§ **Instructions for the task**
The records must be duplicated exactly, with every picture left out.

== Input data ==

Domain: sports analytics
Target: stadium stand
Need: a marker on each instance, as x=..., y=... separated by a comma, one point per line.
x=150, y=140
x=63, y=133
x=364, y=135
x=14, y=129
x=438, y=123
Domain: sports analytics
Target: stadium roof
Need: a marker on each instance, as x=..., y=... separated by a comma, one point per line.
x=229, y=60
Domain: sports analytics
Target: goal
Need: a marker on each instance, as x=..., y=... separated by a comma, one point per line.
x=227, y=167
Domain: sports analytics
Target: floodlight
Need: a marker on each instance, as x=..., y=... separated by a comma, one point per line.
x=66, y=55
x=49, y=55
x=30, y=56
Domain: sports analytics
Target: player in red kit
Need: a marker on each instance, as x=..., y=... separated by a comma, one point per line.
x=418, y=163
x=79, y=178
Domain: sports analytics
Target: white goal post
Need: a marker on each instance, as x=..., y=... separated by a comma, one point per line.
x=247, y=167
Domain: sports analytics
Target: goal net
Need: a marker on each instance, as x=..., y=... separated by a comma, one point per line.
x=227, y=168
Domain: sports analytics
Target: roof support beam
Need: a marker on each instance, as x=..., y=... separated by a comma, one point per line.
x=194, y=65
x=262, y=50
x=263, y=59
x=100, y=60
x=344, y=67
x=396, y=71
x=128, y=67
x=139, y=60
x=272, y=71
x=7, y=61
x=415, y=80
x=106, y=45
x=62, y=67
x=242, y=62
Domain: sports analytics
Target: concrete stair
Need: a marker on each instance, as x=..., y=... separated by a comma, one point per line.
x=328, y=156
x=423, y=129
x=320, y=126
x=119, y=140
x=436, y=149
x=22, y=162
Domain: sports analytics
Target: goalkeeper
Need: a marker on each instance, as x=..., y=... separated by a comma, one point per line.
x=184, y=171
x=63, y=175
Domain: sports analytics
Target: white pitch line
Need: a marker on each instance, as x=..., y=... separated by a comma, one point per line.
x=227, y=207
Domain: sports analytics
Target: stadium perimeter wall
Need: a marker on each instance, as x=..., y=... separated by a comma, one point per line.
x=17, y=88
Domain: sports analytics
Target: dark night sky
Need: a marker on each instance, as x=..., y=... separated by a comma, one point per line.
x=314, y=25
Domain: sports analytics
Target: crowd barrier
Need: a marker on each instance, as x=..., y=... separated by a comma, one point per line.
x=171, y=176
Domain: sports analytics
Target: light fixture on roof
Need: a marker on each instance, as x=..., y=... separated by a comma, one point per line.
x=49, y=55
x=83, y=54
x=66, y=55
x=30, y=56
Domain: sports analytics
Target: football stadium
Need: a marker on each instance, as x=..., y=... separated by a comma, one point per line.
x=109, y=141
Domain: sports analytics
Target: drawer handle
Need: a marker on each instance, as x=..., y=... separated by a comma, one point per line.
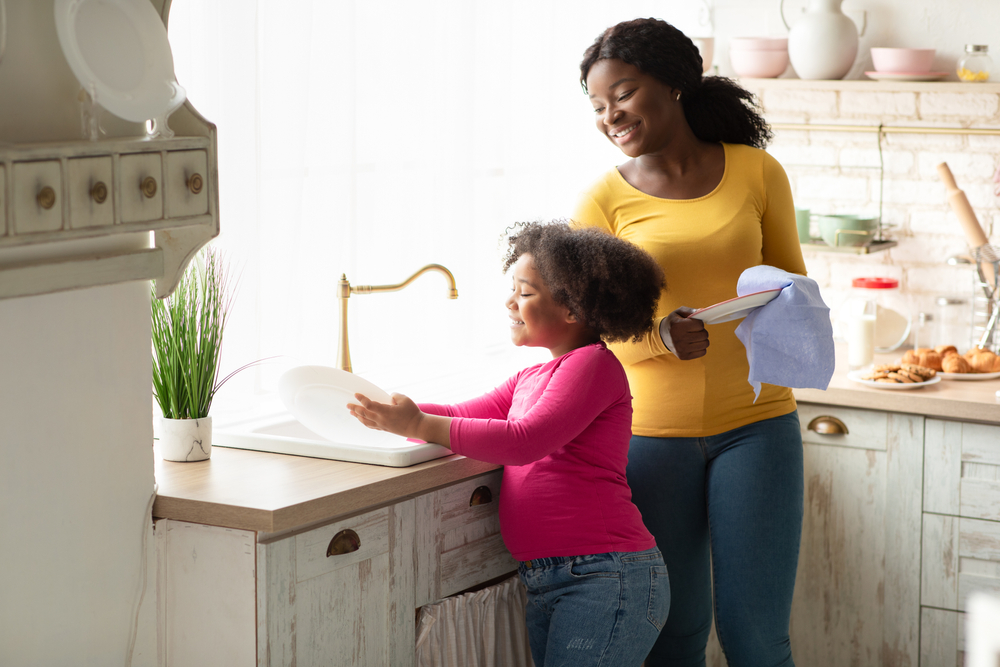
x=46, y=197
x=99, y=193
x=481, y=496
x=343, y=542
x=148, y=187
x=827, y=425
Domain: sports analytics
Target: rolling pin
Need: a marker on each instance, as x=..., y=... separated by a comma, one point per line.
x=974, y=233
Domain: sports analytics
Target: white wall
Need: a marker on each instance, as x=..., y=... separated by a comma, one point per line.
x=76, y=475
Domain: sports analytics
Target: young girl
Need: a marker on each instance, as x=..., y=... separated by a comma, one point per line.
x=597, y=588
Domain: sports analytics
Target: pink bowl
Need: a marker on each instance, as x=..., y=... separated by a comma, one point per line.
x=758, y=64
x=759, y=43
x=910, y=61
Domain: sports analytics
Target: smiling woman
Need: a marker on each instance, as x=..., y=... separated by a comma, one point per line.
x=371, y=138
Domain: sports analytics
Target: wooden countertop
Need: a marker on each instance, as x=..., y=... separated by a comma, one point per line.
x=274, y=493
x=966, y=400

===

§ **Exercise solution**
Domain: sports analytics
Target: stadium stand
Need: a marker on each instance, as x=..., y=... separated by a comma, one point per line.
x=150, y=140
x=63, y=133
x=364, y=135
x=14, y=129
x=438, y=123
Domain: sports analytics
Target: stadium roof
Need: a marker on each instance, as x=..., y=... separated by a comma, one point per line.
x=229, y=60
Domain: sports analytics
Target: goal
Need: a marker on each instance, as x=..., y=... separated by a comma, one point per line.
x=227, y=167
Domain: sports analytics
Target: floodlight
Need: a marker on each instance, as x=..., y=... separated by a comma, one point per line.
x=66, y=55
x=49, y=55
x=30, y=56
Domain: sports analytics
Target: player in red kit
Need: a marker on each instance, as x=..., y=... separated by a comma, one point per line.
x=418, y=163
x=79, y=178
Domain: sports analytics
Target: white goal post
Need: a marker on each instance, as x=..., y=... separated by a comma, one point per line.
x=247, y=167
Domain: sports analytics
Target: goal net
Need: a marker on each instance, as x=..., y=... separated by a comma, one point per line.
x=227, y=168
Domain: sports analytics
Target: roof support beam
Need: a marker on each instance, as x=..., y=... separated by a comma, one point per line.
x=194, y=65
x=262, y=50
x=263, y=59
x=100, y=60
x=344, y=67
x=396, y=71
x=128, y=67
x=139, y=60
x=272, y=71
x=7, y=61
x=415, y=80
x=106, y=45
x=62, y=67
x=242, y=62
Domain: sports analytics
Target: concrete stair
Need: a marker on each instance, as x=..., y=... separated by a comma, one point per line.
x=328, y=156
x=423, y=129
x=320, y=126
x=119, y=140
x=436, y=149
x=22, y=162
Domain: sports analytics
Target: goalkeeper
Need: a marker on each instance, as x=..., y=... separated by a comma, one point per line.
x=184, y=171
x=63, y=175
Domain: sports analytics
Target: white pitch line
Need: a marker on each instance, as x=..., y=... separated by a comma, one point per line.
x=227, y=207
Domain: sports analytics
Target: stadium perimeter wall
Need: a marker on each instance, as x=..., y=... separated by a comma, one point per line.
x=17, y=88
Domain: sports analytics
Target: dark night sky
Need: a marker on each instance, as x=..., y=... separated by a comma, one point per line.
x=314, y=25
Domain: sports analytics
Target: crowd barrier
Need: a marker on each instance, as x=..., y=... separated by a comma, one point per line.
x=171, y=176
Domain: sports analytics
Target: light fixture on roof
Need: a marker on each instance, as x=..., y=... separated by a comma, one point per line.
x=49, y=55
x=83, y=54
x=66, y=55
x=30, y=56
Domain: sports analytics
Target: football stadium
Need: a marker on each instance, as x=..., y=... separated by a comma, one point per line.
x=109, y=141
Domain: sports analytics
Target: drawer handle
Need: a marker on each instance, as x=..., y=... separated by a comma, one point per line.
x=46, y=197
x=99, y=193
x=481, y=496
x=343, y=542
x=148, y=187
x=827, y=425
Domain: sports analytics
Target: rolling pin
Need: a marker on each instance, as x=..., y=... separated by a comma, one point per line.
x=974, y=233
Domain: sports analytics
Target: white wall
Need: a marker on each instance, as x=..., y=... separated by a comma, one point per line.
x=76, y=475
Domain: sports analytics
Target: young girl
Need: a marker on each instance, as x=..., y=... separated by a comma, one point per line.
x=597, y=588
Domain: sports analytics
Target: pink bowl
Need: a marker on each instance, as x=..., y=... separated by a comma, one point per line.
x=758, y=64
x=759, y=43
x=910, y=61
Domain: sports analytics
Target: smiling woman
Need: a marker on each instance, as x=..., y=... separated by a comma, one point per line.
x=371, y=138
Domain: sports analytics
Target: wooden countertop
Need: a marker on each instance, as x=..., y=... separated by a comma, one point per line.
x=274, y=493
x=966, y=400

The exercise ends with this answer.